**TRECHO EXIBIDO:**
------------------------

Segundo Isabel, quando se trata de música, é muito difícil comprar tecnologia pronta. “Temos que criar do zero. Esse sistema de identificação, desenhamos na época junto com a PUC, hoje com outros desenvolvedores. Foram muitos anos de desenvolvimento para isso dar certo.”

Com passagens pelo “The New York Times”, “El País” e Editora Abril, Amorim nunca tinha trabalhado com música, mas já acumulava larga experiência com licenciamento, direitos autorais e transformação digital. Formada em administração e pós-graduada em comunicação pela USP, tem MBA pela Business School de São Paulo e Rotman School em Toronto, e pós na IE Madrid em gerenciamento global. Entre 2016 e 2018, foi bolsista em Stanford, onde estudou ciências políticas. Foi ela, por exemplo, quem implementou o “El País” no Brasil. Ela foi responsável também por criar a assinatura digital na Editora Abril.

Amorim assumiu o cargo no Ecad em novembro de 2019, poucos meses antes de a pandemia chegar. “Acho que o que era para ser uma aprendizagem no mundo da música acabou sendo um trabalho de lidar com crise.” Foi necessário diminuir a equipe, os custos e a carga horária dos funcionários, mudar a sede em poucos meses, entre outras ações.

------------------------

**MATERIAL EXIBIDO:**
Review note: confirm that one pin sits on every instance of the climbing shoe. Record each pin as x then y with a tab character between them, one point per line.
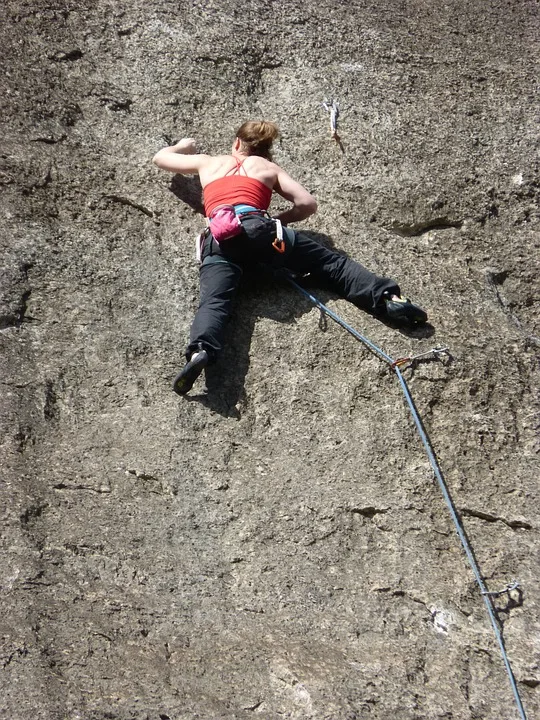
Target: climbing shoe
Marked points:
191	371
401	309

------------------------

**OBJETIVO DA TAREFA:**
Continue o trecho sobre a trajetória de Isabel Amorim no Ecad a partir da última frase. O material não tem relação com o trecho.

**RESPOSTA:**
Outro desafio foi entender qual valor cobrar dos usuários, quando tudo estava fechado e, depois, na fase de flexibilização. Isso porque, além de rádio, TV, streaming e casas de shows, estabelecimentos como academias, hotéis, bares, restaurantes, casas de festas, entre outros, também pagam pela execução de músicas ao Ecad, que faz o repasse para autores, intérpretes, músicos, editoras e produtores fonográficos, além das associações de música.

“Foi um trabalho de um ano e meio das equipes de arrecadação, que não estavam arrecadando, mas estavam conversando com os usuários. Como as regras eram por cidade e estado, não podíamos simplesmente parar de enviar todas as faturas. Então, fizemos um trabalho de comunicação intenso para dizer: se você estiver fechado, me avise. Está fechado? Ok, sua fatura será cancelada. Mas imagina: são 122 mil boletos por mês em média”, conta ela. “Depois, quando começou a abrir, era o seguinte: estou aberto, mas só posso ter 30% de clientes. Ok, vamos cobrar 30%. Foi uma operação de guerra. Mas, para se ter uma ideia como isso gerou resultado, na América Latina, a queda de arrecadação de direitos autorais foi de 35%. No Ecad, foi de 20%.”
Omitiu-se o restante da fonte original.